Which lines of the records contain the word "point"? Copy each one in full.

Start of DATASET EXTRACT

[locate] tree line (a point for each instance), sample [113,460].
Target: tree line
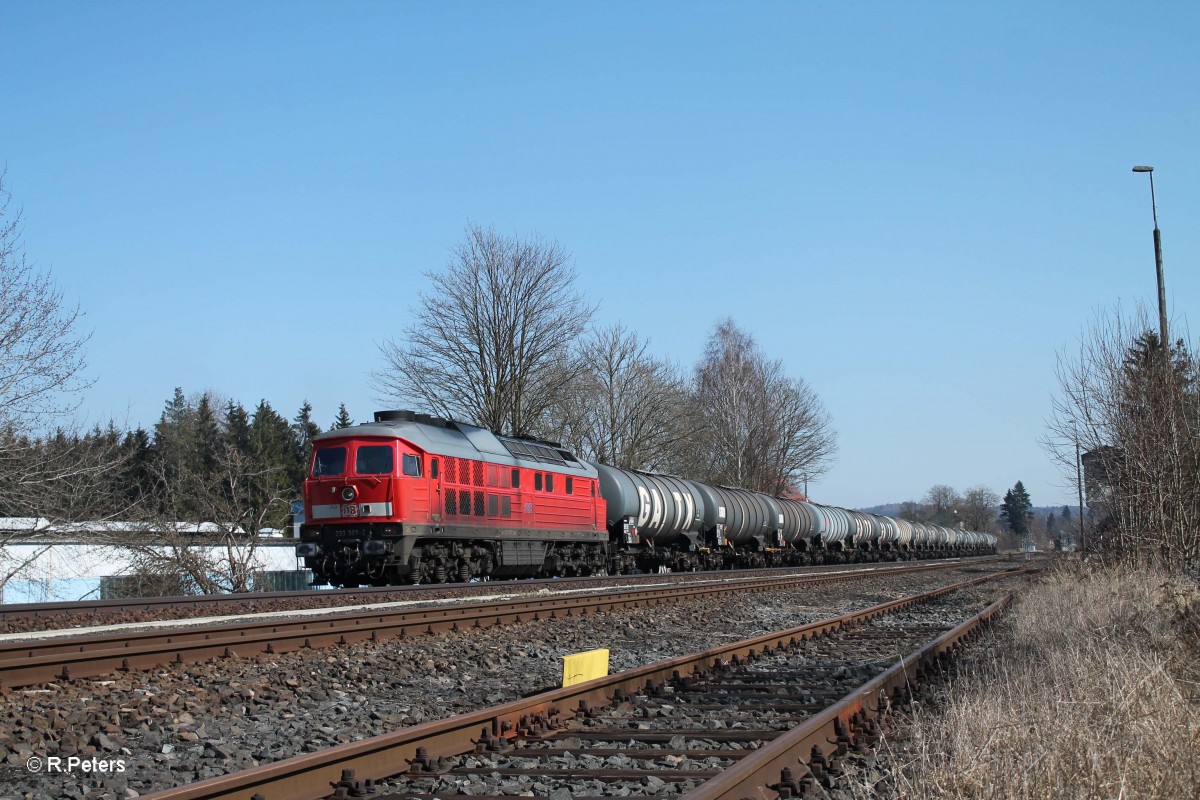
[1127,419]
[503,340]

End of DATASET EXTRACT
Start of DATASET EXTRACT

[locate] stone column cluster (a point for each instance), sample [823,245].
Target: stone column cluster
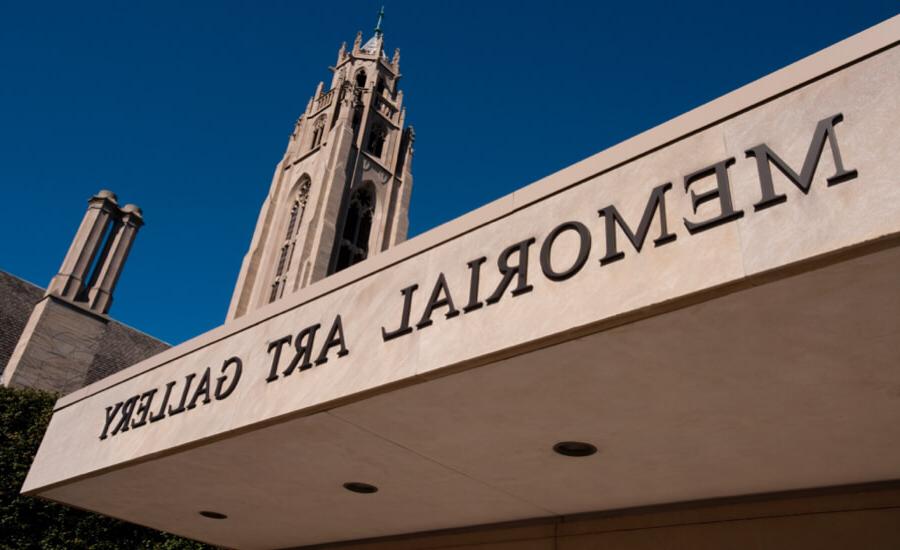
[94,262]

End of DATASET EXTRACT
Start of DATASET EXTRACT

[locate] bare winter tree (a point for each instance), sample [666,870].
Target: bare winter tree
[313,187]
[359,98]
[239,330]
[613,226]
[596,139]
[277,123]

End of DATASET EXTRACT

▶ [TASK RESULT]
[locate] tree line (a point for each instance), sample [113,460].
[locate] stone column cluster (a point for each instance), sample [823,245].
[locate] bare winter tree (a point for each instance), sample [666,870].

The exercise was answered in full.